* **Testo estratto**
Nel concludere l’articolo precedente “non siamo tutte delle Rosy Abate”, si era lasciata la strada aperta a quel mondo fatto di donne coraggiose e che dicono di no alla Mafia.

La storia di oggi è una storia di ndrangheta, che ha visto combattere una donna contro tutti e tutto, contro un sistema che si nutre di silenzio e paura, che spesso ti annienta completamente minando tutte le certezze che credevi di avere.

Tutto si svolge negli anni 80, un periodo in cui in Calabria gli atti intimidatori erano all’ordine del giorno, la gente spariva nel nulla, ancora ci sono madri che non hanno una tomba su cui piangere i propri figli, la ndrangheta compie omicidi politici, allarga il suo giro d’affari, estorsioni, appalti, droga.

Nulla cambia, semmai si trasforma.

Lucio Ferrami è un giovane geometra che arriva in Calabria per lavoro, proprio in quel periodo, si innamora da subito di questa terra e di una giovane donna del posto che diventerà ben presto sua moglie.

* **Il tuo obiettivo**
Trascrivi fedelmente il brano del testo sulla 'ndrangheta che comincia dalle parole "La storia di" e si chiude con le parole "credevi di avere.". Il materiale che viene dopo questo testo non serve.

Record tratti da un dataset

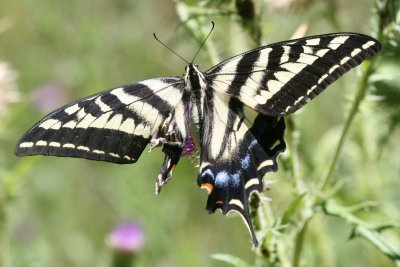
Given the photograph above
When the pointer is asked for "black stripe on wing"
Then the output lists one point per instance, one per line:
(280, 78)
(240, 160)
(115, 125)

* **Risultato del compito**
La storia di oggi è una storia di ndrangheta, che ha visto combattere una donna contro tutti e tutto, contro un sistema che si nutre di silenzio e paura, che spesso ti annienta completamente minando tutte le certezze che credevi di avere.